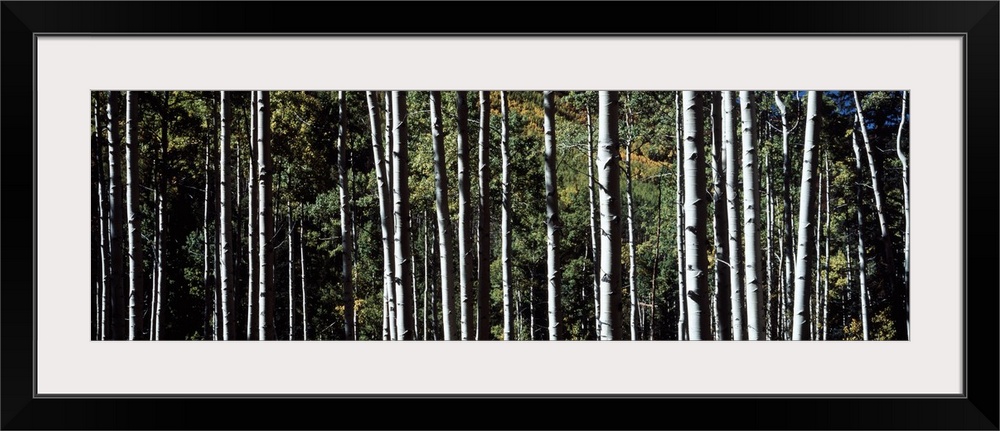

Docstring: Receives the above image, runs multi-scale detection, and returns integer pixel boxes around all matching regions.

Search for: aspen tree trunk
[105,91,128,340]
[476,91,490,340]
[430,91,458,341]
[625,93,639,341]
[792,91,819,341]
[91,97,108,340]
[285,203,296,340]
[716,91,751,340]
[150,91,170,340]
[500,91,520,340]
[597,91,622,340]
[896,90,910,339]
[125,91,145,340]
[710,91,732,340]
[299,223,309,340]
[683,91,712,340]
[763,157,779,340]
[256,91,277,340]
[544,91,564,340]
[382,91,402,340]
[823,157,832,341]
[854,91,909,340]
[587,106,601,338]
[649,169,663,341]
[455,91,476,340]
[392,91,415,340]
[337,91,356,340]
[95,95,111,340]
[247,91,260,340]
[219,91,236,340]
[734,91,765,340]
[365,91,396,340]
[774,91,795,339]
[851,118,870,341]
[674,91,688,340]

Exercise instructions: Rewrite every line of the records above, requests included, and shift each box coordinate in the answers by adding -27 to it. Leave out the pictures.

Solution to the problem:
Docstring: Receives the above image, runs multi-scale detection, and returns integer pixel boxes around all matching regions.

Search for: aspen tree trunk
[78,64,101,313]
[449,64,463,313]
[403,64,431,314]
[598,66,612,314]
[765,64,792,314]
[64,70,81,313]
[258,176,269,313]
[689,64,724,313]
[123,64,143,313]
[473,64,493,313]
[570,64,595,313]
[869,63,883,312]
[98,64,118,313]
[683,64,705,313]
[272,196,282,313]
[656,64,685,313]
[736,130,752,313]
[229,64,250,313]
[517,64,537,313]
[355,64,375,313]
[796,130,805,314]
[827,64,882,313]
[560,79,574,311]
[622,142,636,314]
[428,64,449,313]
[365,64,388,313]
[310,64,329,313]
[68,68,84,313]
[220,64,233,313]
[192,64,209,313]
[707,64,738,313]
[338,64,369,313]
[747,64,768,312]
[824,91,843,314]
[647,64,661,313]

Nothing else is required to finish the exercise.